§ PASSAGE GIVEN
** Start **

What once looked like pointless nonsense now feels like one of the strangest, most subversive episodes of the series. In fact, I’ve come to read it as Gabrielle’s queer feminist nightmare; a hallucination where she’s forced into Betty Friedan’s Feminine Mystique.
When Gabrielle wakes up in this fishy suburban dreamworld, she’s saddled with a “husband” she doesn’t know or want. She’s expected to smile, cook, fit in, and keep up appearances for the neighbors. The whole thing is played with a laugh-track energy, but it’s suffocating in a way that feels intentional. This is Friedan’s “problem with no name”, the malaise of being told that housewifery and marriage are the pinnacle of fulfilment, even when they feel empty. Only here, it’s played as absurdist parody.

** End **

§ SOURCE MATERIAL
** Start **

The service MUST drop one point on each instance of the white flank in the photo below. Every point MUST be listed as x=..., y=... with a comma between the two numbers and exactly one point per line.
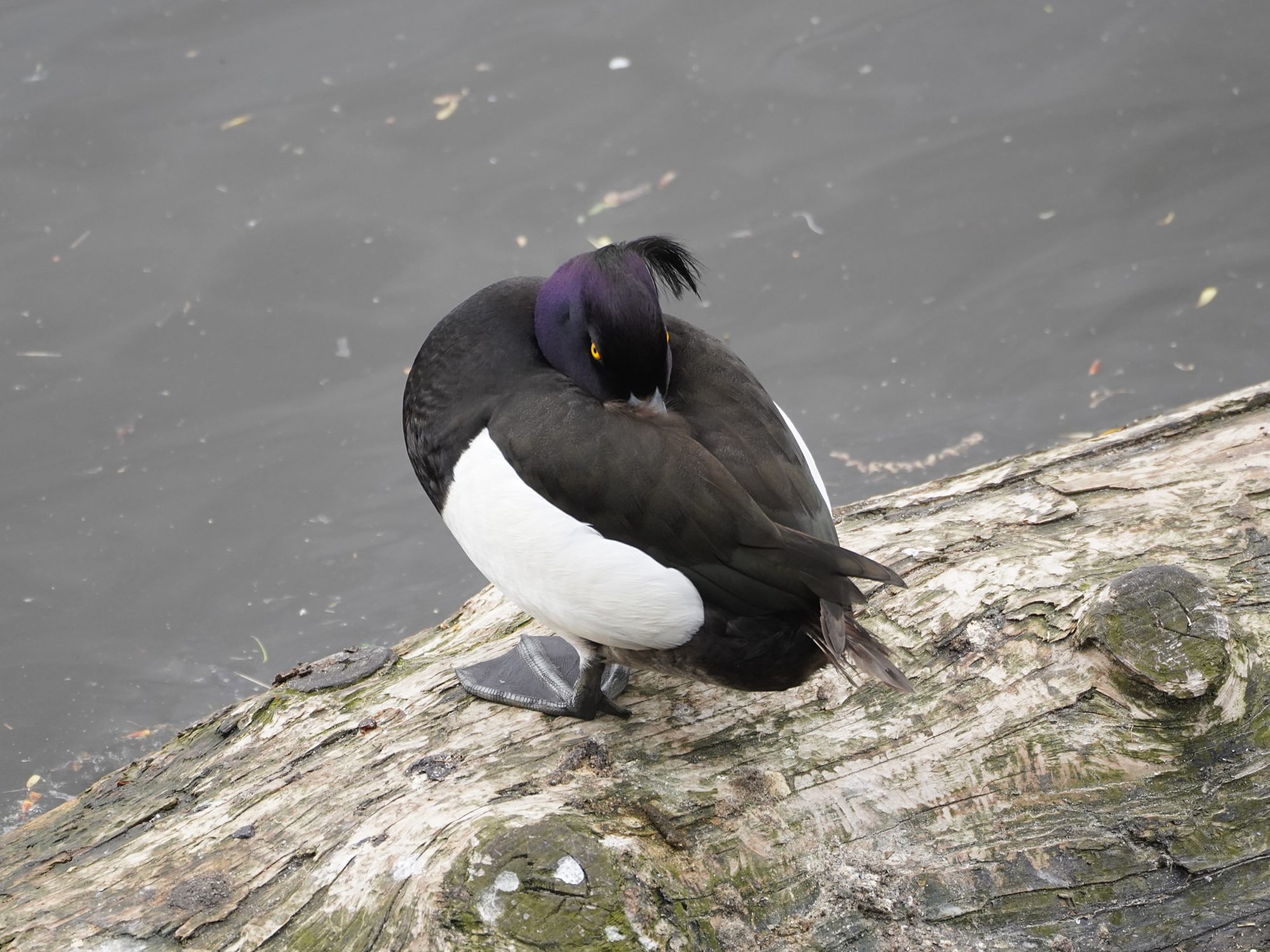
x=561, y=571
x=807, y=456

** End **

§ WHAT YOU NEED TO DO
In the passage about Gabrielle's suburban dreamworld, list each thing she is expected to do there.

§ FULL SOLUTION
- Smile
- Cook
- Fit in
- Keep up appearances for the neighbors